Material for the task:
BEGIN

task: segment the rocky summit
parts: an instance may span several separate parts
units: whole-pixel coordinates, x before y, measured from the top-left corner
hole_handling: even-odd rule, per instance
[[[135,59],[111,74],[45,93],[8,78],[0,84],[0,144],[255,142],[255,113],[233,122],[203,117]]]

END

The request:
Revise the records so that "rocky summit" becomes "mountain peak", with all other text left unchanged.

Task result:
task: segment the mountain peak
parts: an instance may span several separate parts
units: whole-pixel coordinates, x before y, measured from the top-left corner
hole_handling: even-odd rule, per instance
[[[135,59],[111,74],[45,93],[8,78],[0,84],[0,144],[255,142],[255,113],[233,122],[203,117]]]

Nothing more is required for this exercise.